Your goal:
Your response must be an exact transcription of the lines from the one containing "where the wet" through the final line of the data.

Given entries:
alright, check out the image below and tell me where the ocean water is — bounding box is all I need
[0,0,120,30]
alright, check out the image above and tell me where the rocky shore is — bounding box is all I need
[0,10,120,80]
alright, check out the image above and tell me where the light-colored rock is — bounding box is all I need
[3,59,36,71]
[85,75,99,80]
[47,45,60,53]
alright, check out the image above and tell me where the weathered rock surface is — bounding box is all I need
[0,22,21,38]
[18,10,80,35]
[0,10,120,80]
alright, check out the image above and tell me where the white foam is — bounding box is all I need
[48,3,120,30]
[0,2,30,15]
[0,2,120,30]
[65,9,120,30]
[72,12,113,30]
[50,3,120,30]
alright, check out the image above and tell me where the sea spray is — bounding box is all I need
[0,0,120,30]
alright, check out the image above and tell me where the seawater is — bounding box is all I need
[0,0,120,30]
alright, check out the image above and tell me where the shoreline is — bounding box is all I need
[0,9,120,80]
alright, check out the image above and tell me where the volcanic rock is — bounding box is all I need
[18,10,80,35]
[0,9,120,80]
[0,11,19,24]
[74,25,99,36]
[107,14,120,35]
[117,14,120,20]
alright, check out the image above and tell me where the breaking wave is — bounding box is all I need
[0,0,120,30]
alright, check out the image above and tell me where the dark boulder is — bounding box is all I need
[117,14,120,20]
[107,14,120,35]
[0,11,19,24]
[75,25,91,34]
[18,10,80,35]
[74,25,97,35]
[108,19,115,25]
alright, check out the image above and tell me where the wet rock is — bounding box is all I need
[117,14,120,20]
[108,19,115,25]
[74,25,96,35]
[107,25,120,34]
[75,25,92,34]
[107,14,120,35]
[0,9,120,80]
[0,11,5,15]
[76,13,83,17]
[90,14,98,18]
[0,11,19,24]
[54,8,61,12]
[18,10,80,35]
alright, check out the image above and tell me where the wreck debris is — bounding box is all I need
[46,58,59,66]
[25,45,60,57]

Your response:
alright, check out the image above and tell me where the wet rock is — bounding box is all I need
[117,14,120,20]
[108,19,115,25]
[74,25,96,35]
[107,25,120,34]
[75,25,92,34]
[107,14,120,35]
[0,9,120,80]
[0,11,5,15]
[76,13,83,17]
[90,14,98,18]
[0,11,19,24]
[54,8,61,12]
[18,10,80,35]
alright, check out the image above and tell me where the wreck debris is — bounding box is all I need
[46,58,59,66]
[25,45,60,57]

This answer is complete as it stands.